[Supplied text]:
NRG eVgo Unveils CHAdeMO/CCS Fast Charger At Raley’s Supermarket In Northern California

3 years ago by Mark Kane 32

NRG eVgo Unveils CHAdeMO/CCS Fast Charger At Raley's Supermarket In Northern California

NRG eVgo Unveils CHAdeMO/CCS Fast Charger At Raley’s Supermarket In Northern California

GM, BMW, And Apparently Europe Would Like You To Choose This Option For Your Next Fast Charging EV Purchase

This is the US combo DC plug

Northern California is getting a new NRG eVgo Freedom Station (one of our favorites), equipped with two DC fast chargers – CHAdeMO and SAE Combo, plus as always one standard AC Level 2.

This means that every electric car available on the market can grab some juice (Tesla using adapters for J1772 or CHAdeMO).

The new station is located at Raley’s Nob Hill supermarket in Mountain View.

Terry O’Day, Vice President of NRG eVgo in California stated:

“NRG eVgo is proud to offer this Northern California EV industry first in partnership with grocery industry leader Raley’s.  Now, drivers on the peninsula have reliable and convenient charging at another great Bay Area shopping location as well as access to all industry charging standards. Together with this Freedom Station, both companies are serving busy families with goods and services that make everyday living easier and healthier.”

[Some records]:
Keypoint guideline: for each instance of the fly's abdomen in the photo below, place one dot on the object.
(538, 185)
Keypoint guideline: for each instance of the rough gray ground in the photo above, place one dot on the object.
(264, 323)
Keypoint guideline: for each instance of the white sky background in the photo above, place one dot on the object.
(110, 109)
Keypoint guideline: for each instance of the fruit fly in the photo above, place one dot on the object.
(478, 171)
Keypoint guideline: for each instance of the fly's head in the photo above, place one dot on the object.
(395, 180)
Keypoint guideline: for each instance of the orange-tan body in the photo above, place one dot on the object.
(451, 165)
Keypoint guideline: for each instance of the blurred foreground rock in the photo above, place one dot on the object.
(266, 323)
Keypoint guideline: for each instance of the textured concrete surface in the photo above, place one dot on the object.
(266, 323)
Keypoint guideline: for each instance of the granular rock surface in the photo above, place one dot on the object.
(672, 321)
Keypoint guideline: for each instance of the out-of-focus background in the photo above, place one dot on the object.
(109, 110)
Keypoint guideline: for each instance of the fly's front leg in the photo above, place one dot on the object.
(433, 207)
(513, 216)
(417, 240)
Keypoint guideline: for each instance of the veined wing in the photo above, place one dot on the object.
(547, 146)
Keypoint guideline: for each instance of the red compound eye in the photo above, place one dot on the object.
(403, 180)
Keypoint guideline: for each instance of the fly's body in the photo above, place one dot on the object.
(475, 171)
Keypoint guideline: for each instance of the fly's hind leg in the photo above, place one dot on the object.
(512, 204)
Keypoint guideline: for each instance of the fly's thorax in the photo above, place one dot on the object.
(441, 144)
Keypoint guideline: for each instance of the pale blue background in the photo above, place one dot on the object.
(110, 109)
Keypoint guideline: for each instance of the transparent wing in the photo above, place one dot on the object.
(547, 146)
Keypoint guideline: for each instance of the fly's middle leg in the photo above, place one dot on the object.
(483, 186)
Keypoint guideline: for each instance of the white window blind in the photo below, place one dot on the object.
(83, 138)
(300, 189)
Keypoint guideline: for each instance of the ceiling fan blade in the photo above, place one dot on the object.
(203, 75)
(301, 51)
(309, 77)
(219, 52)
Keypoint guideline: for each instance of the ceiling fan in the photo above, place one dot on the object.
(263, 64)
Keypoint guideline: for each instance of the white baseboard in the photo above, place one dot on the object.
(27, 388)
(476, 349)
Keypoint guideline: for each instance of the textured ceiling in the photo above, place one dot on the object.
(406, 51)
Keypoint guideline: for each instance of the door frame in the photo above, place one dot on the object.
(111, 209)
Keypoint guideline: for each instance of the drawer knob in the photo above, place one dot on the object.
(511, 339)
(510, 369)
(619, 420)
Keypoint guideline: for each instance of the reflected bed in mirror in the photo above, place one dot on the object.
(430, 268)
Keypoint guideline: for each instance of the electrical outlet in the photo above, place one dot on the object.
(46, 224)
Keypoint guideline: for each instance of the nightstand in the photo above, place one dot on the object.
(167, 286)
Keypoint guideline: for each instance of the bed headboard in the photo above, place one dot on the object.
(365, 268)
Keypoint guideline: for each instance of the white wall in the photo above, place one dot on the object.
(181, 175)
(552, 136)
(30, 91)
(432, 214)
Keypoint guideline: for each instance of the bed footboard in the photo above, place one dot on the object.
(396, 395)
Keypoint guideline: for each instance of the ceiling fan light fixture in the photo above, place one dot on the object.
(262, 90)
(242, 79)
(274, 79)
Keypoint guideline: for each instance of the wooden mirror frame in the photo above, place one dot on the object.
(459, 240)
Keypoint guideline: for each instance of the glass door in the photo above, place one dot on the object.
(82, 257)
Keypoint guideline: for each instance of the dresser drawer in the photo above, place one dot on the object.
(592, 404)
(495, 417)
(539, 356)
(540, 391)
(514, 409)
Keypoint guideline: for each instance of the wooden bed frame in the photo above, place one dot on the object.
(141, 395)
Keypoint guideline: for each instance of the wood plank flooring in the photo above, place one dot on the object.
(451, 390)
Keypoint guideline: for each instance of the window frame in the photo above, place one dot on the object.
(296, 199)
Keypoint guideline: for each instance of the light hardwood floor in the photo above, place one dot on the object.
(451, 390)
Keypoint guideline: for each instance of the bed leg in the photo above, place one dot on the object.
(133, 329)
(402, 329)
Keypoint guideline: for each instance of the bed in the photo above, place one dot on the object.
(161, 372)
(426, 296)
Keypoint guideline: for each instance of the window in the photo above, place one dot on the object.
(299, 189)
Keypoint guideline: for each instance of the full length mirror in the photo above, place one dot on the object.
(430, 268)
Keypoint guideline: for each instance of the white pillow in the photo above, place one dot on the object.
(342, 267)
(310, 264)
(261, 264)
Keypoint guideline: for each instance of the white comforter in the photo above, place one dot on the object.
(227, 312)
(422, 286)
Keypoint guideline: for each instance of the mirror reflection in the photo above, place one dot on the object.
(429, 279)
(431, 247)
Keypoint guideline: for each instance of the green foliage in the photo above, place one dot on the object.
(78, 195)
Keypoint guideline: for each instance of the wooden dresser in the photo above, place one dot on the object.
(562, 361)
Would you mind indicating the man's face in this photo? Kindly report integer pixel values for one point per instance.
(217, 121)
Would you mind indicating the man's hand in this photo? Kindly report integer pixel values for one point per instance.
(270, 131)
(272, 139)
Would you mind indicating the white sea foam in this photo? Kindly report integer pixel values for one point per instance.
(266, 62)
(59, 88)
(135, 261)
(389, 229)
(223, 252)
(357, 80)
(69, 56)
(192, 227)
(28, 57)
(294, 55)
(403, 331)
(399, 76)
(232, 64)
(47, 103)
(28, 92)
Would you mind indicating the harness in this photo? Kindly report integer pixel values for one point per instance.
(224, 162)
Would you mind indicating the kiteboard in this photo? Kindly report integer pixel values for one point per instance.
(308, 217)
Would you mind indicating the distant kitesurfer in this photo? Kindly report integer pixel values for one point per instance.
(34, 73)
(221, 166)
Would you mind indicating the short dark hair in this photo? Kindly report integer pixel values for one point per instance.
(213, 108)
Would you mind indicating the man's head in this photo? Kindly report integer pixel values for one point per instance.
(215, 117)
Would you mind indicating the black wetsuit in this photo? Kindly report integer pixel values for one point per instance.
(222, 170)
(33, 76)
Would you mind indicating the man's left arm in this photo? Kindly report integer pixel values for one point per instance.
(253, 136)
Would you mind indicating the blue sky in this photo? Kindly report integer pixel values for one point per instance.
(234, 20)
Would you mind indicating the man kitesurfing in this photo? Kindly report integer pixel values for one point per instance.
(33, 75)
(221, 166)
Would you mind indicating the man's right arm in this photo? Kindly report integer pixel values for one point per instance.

[Requirements]:
A. In the article on the NRG eVgo charging station, where is the new station located?
B. Please resume the article on the NRG eVgo charging station from the point where it stops.

[Answers]:
A. It is at Raley’s Nob Hill supermarket in Mountain View.

B.
Meg Burritt, Raley’s Director of Wellness & Sustainability remarked:

“We are installing these convenient chargers as a service to our very sustainably-minded customers. This new opportunity to recharge your EV while shopping for groceries at our store is our way of saying thank you for choosing an EV. Raley’s is here to make it easier for you to accomplish your daily tasks in a more convenient way.”

Dan Dodds, Store Team Leader commented:

“Our customers’ response to the units so far has been positive. They are excited to be able to charge their cars while shopping with us.”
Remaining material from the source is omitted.